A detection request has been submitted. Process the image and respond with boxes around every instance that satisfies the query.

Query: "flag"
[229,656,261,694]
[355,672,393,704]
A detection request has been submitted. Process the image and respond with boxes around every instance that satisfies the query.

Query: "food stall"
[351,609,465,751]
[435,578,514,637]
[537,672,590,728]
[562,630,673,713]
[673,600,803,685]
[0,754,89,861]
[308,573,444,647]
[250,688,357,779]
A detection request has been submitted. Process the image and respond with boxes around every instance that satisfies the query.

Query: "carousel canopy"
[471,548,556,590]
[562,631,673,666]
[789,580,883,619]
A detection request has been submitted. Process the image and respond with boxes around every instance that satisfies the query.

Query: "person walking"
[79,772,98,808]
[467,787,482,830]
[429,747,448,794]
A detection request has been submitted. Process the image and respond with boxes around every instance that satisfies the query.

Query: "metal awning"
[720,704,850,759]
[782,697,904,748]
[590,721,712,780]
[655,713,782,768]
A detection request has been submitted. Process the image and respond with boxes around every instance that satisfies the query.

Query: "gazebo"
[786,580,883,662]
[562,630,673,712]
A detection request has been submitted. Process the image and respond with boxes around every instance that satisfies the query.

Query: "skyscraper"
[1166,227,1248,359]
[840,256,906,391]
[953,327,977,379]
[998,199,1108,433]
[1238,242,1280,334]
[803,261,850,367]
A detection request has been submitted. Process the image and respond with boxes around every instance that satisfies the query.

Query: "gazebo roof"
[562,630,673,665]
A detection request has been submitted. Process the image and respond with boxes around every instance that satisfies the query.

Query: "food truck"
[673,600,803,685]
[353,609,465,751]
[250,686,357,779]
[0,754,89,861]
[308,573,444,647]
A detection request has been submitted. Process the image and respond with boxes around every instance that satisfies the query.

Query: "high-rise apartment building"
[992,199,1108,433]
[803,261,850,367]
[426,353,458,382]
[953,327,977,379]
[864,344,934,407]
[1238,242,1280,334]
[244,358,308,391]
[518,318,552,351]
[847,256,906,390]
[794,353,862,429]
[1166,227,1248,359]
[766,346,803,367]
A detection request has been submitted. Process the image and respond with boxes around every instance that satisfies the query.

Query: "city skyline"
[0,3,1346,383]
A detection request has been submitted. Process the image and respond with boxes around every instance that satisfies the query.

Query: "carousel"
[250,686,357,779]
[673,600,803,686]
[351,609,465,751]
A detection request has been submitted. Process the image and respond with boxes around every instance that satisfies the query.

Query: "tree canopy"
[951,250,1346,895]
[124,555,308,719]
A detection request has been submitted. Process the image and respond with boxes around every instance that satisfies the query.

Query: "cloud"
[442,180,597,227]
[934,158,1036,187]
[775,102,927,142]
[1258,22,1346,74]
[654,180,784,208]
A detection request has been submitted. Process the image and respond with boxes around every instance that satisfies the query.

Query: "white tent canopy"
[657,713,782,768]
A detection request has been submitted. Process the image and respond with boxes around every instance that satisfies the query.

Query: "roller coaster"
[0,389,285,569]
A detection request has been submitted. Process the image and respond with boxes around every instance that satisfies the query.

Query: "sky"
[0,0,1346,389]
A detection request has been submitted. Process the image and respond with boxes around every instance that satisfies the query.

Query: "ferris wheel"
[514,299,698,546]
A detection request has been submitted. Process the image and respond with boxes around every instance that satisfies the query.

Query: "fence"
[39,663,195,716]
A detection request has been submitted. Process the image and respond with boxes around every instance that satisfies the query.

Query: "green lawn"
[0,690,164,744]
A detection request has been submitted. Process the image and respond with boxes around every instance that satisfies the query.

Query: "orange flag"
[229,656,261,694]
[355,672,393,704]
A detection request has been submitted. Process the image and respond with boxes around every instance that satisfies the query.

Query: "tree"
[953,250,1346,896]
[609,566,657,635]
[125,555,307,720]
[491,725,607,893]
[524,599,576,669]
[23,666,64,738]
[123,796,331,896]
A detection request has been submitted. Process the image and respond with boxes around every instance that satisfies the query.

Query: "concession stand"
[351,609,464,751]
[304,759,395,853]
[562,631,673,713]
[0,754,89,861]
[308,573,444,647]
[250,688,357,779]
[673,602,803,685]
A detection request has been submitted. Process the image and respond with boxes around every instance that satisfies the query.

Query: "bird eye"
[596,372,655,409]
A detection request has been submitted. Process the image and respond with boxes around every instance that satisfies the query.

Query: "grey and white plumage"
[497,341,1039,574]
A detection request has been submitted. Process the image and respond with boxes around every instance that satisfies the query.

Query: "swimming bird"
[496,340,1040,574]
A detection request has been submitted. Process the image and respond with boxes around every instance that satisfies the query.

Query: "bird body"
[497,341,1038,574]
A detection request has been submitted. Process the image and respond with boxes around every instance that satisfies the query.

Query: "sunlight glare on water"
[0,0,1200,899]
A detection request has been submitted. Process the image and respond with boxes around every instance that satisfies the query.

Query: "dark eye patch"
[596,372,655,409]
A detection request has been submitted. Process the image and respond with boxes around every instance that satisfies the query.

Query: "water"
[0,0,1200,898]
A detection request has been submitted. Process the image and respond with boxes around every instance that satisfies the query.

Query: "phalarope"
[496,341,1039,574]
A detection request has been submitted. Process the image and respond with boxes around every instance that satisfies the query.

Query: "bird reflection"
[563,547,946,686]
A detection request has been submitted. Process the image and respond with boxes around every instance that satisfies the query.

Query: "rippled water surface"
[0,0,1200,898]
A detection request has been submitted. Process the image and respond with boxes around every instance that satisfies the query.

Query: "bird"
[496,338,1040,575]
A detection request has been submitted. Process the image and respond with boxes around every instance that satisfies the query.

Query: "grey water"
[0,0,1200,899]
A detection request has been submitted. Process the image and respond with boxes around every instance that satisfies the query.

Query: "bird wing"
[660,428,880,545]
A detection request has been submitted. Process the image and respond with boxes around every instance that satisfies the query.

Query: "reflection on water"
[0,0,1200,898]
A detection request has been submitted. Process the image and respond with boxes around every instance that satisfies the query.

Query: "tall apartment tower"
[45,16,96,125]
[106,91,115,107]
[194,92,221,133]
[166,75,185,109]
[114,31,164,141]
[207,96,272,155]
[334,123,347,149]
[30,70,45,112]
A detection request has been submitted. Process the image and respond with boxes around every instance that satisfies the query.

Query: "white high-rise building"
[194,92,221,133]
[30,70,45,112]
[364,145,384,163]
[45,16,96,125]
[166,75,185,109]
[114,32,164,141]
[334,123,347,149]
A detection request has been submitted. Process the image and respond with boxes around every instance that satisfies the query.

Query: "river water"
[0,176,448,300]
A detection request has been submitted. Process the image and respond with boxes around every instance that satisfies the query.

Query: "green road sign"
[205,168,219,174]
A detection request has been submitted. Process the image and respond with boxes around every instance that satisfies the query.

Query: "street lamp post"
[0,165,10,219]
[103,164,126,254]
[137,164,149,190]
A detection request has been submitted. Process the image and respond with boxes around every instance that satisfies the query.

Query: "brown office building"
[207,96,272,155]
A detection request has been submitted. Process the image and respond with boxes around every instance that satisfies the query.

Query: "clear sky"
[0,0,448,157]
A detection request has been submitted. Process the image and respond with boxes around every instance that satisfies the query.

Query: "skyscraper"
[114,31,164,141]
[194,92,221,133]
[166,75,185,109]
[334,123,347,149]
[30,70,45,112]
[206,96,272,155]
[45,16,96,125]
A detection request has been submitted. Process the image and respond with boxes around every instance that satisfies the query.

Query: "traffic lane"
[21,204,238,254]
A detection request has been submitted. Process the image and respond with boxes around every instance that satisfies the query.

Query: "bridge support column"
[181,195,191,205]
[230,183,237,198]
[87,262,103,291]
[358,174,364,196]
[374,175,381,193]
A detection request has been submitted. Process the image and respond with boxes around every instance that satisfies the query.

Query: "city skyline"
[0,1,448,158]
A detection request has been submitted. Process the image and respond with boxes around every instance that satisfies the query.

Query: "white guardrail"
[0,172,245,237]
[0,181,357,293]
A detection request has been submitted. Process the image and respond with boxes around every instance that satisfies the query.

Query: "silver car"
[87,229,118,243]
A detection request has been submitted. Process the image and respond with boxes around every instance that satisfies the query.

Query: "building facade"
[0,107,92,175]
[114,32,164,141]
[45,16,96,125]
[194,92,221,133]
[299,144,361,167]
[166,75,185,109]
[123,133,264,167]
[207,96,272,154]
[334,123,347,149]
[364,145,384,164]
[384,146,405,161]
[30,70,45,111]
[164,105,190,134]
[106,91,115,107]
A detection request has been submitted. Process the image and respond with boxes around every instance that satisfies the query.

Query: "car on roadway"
__________________________________________________
What you need to do: Change "detection request" to "labeling request" in everything from the start of the records down to the line containing "[789,580,883,619]", and reproduce only that span with nothing else altered.

Solution to the problem:
A labeling request has been submitted. Process the image and respond with boxes around every instance that satisfies the query.

Query: "flag"
[229,656,261,694]
[355,672,393,704]
A labeling request has been submitted. Process the image and respond with boxes around every instance that satisfies the query.

Query: "food stall"
[351,609,465,751]
[435,578,514,637]
[537,672,590,728]
[562,630,673,713]
[673,600,803,685]
[0,754,89,861]
[308,573,444,647]
[250,688,357,779]
A labeling request has been submitted. Process the image and respond with boxes around every instance that satisfies the query.

Query: "carousel canopy"
[471,548,556,590]
[562,631,673,666]
[789,580,883,619]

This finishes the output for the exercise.